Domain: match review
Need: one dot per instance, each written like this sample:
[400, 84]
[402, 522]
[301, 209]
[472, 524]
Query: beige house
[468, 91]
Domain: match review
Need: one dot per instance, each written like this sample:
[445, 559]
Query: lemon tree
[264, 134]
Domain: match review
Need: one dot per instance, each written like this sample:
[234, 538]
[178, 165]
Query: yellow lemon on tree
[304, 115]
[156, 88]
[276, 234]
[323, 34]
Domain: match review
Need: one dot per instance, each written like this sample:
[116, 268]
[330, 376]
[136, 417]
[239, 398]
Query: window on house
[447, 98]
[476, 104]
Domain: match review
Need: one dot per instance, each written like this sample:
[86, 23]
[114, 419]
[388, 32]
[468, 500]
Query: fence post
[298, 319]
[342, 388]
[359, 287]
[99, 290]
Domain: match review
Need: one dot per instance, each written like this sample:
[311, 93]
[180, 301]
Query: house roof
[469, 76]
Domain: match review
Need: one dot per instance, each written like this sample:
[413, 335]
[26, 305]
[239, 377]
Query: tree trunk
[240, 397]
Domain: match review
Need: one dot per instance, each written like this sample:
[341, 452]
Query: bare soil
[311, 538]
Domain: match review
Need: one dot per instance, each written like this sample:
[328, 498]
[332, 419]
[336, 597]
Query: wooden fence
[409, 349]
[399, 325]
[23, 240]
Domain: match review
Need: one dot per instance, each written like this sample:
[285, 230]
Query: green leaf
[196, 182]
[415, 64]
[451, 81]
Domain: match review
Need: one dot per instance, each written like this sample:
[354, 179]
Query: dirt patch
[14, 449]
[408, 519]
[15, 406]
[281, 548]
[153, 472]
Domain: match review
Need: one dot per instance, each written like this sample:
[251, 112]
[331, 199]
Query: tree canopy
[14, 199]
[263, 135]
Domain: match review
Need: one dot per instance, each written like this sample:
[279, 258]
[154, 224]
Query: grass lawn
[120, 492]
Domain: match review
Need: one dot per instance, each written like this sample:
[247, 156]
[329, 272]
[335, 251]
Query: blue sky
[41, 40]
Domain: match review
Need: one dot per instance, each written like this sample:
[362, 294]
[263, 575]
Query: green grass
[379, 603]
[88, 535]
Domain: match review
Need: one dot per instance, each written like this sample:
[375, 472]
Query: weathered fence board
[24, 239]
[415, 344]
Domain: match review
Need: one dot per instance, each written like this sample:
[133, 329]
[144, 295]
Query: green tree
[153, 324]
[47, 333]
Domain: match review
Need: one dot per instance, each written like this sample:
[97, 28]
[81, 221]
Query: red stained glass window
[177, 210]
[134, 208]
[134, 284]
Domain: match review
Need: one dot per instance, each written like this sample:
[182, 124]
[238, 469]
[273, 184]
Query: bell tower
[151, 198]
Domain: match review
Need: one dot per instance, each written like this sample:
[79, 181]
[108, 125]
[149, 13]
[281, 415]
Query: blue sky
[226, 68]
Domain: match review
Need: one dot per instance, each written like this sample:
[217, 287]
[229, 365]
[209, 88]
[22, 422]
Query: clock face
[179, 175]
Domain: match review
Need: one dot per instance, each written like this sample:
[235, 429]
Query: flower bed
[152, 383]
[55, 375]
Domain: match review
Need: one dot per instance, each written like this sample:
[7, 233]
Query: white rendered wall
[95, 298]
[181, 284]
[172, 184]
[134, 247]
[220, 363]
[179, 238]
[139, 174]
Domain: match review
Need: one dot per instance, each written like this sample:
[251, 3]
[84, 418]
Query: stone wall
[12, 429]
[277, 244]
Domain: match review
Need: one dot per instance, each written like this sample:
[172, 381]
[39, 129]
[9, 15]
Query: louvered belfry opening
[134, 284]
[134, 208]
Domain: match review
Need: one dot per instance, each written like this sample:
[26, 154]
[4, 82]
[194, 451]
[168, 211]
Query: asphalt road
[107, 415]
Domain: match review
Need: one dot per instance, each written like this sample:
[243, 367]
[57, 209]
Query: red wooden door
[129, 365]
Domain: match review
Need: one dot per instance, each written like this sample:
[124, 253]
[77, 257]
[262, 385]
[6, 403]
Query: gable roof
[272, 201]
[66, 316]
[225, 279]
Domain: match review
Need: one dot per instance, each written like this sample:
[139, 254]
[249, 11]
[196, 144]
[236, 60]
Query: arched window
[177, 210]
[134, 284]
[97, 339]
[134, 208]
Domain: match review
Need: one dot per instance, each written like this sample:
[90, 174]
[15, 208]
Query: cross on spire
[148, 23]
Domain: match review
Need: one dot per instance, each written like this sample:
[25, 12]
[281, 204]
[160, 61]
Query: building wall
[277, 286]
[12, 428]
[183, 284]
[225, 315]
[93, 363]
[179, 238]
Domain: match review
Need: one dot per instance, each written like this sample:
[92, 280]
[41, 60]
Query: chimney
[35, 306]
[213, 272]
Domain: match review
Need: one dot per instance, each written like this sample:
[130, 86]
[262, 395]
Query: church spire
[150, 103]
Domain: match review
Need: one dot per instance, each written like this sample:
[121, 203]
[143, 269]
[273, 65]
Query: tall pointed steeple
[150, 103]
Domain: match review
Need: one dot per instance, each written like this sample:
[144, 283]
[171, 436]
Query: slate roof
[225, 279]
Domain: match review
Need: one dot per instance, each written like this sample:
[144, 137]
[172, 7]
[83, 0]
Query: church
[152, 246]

==========

Aim of the task: Your job is to give the data above again exactly, in full.

Result for this exercise:
Domain: match review
Need: one dot per instance, each written like this sample:
[400, 84]
[402, 522]
[301, 209]
[472, 524]
Query: beige house
[468, 91]
Domain: match review
Need: one dot per instance, each written like this sample:
[445, 559]
Query: lemon tree
[264, 134]
Domain: match review
Need: one dot per instance, each written like this sample:
[234, 538]
[178, 165]
Query: yellow lemon on tree
[304, 115]
[156, 88]
[276, 234]
[323, 34]
Domain: match review
Need: one dot per instance, each written like this sample:
[116, 268]
[330, 376]
[136, 417]
[239, 398]
Query: window on house
[447, 98]
[476, 104]
Domain: match review
Need: one dot per instance, each written like this sample:
[86, 23]
[114, 419]
[388, 32]
[468, 500]
Query: fence post
[298, 319]
[342, 388]
[359, 287]
[99, 290]
Domain: match review
Need: one dot per instance, each written like this sample:
[311, 93]
[180, 301]
Query: house roof
[469, 76]
Domain: match review
Need: one dot per instance, each written like this sample:
[413, 335]
[26, 305]
[239, 377]
Query: tree trunk
[240, 397]
Domain: match review
Need: one dot per instance, each written like this sample:
[341, 452]
Query: bare soil
[311, 538]
Domain: match review
Need: one dot per instance, each written like this sample:
[328, 498]
[332, 419]
[336, 597]
Query: wooden fence
[409, 349]
[399, 325]
[23, 240]
Domain: match review
Need: one dot per instance, each written like this sample:
[285, 230]
Query: green leaf
[196, 182]
[415, 64]
[451, 81]
Domain: match review
Need: one dot per instance, each written like this sample:
[354, 179]
Query: dirt patch
[14, 449]
[408, 519]
[15, 406]
[281, 548]
[153, 472]
Domain: match review
Need: one dot per instance, each written like this sample:
[251, 112]
[331, 199]
Query: tree canopy
[14, 199]
[263, 135]
Domain: match review
Need: one dot per instance, each written like this sample:
[279, 258]
[154, 224]
Query: grass lawn
[120, 492]
Domain: match review
Need: one dot per instance, each written like this sample:
[247, 156]
[329, 272]
[335, 251]
Query: blue sky
[41, 40]
Domain: match review
Need: one dot per instance, each written like this sample:
[362, 294]
[263, 575]
Query: green grass
[379, 603]
[88, 535]
Domain: match review
Need: one dot per instance, each written like this sample:
[375, 472]
Query: weathered fence board
[24, 239]
[415, 344]
Domain: match review
Need: one dot per instance, each written like this sample:
[133, 329]
[144, 295]
Query: green tree
[153, 324]
[47, 333]
Domain: match review
Need: one dot per instance, each written like this sample:
[97, 28]
[81, 221]
Query: red stained glass window
[177, 210]
[134, 208]
[134, 284]
Domain: match review
Need: one dot per instance, each written like this sample:
[182, 124]
[238, 469]
[273, 184]
Query: bell tower
[151, 198]
Domain: match review
Need: one dot per instance, each written like this sample:
[79, 181]
[108, 125]
[149, 13]
[281, 415]
Query: blue sky
[226, 68]
Domain: match review
Need: one dot per instance, each written like this sample:
[217, 287]
[229, 365]
[209, 88]
[22, 422]
Query: clock face
[179, 175]
Domain: match review
Need: one dot per instance, each written like this sample:
[235, 429]
Query: flower bed
[152, 383]
[55, 375]
Domain: match review
Need: one dot per instance, each written like this sample:
[7, 233]
Query: white rendered wall
[95, 298]
[181, 284]
[172, 184]
[134, 247]
[220, 363]
[179, 238]
[139, 174]
Domain: match review
Need: one dot per instance, each written like this sample:
[251, 3]
[84, 418]
Query: stone wall
[12, 429]
[277, 244]
Domain: match review
Need: one dot per instance, each written like this sample:
[172, 381]
[39, 129]
[9, 15]
Query: louvered belfry opening
[134, 284]
[134, 208]
Domain: match review
Need: one dot per instance, each written like this sample:
[26, 154]
[4, 82]
[194, 451]
[168, 211]
Query: asphalt road
[107, 415]
Domain: match review
Need: one dot per instance, each written like this sample:
[243, 367]
[57, 209]
Query: red wooden door
[129, 365]
Domain: match review
Need: one dot per instance, each written like this sample:
[124, 253]
[77, 257]
[262, 385]
[6, 403]
Query: gable roof
[272, 201]
[66, 316]
[225, 279]
Domain: match review
Need: one dot per instance, each written like this sample:
[139, 254]
[249, 11]
[196, 144]
[236, 60]
Query: arched window
[177, 210]
[134, 284]
[97, 339]
[134, 208]
Domain: match review
Need: one dot per instance, each written like this sample:
[90, 174]
[15, 208]
Query: cross on spire
[148, 23]
Domain: match review
Need: one dot per instance, each written like this sample:
[25, 12]
[281, 204]
[160, 61]
Query: building wall
[277, 286]
[12, 428]
[183, 284]
[225, 315]
[93, 363]
[179, 238]
Domain: match review
Need: one dot per instance, each written like this sample:
[92, 280]
[41, 60]
Query: chimney
[35, 306]
[213, 272]
Domain: match review
Need: one dot per instance, each written like this sample:
[130, 86]
[262, 395]
Query: church spire
[150, 103]
Domain: match review
Need: one dot per instance, each written like this sample:
[121, 203]
[143, 269]
[273, 65]
Query: tall pointed steeple
[150, 103]
Domain: match review
Need: one dot per instance, each written like this sample:
[144, 283]
[171, 436]
Query: slate roof
[225, 279]
Domain: match review
Need: one dot per instance, each written like this sample:
[144, 137]
[172, 7]
[83, 0]
Query: church
[152, 246]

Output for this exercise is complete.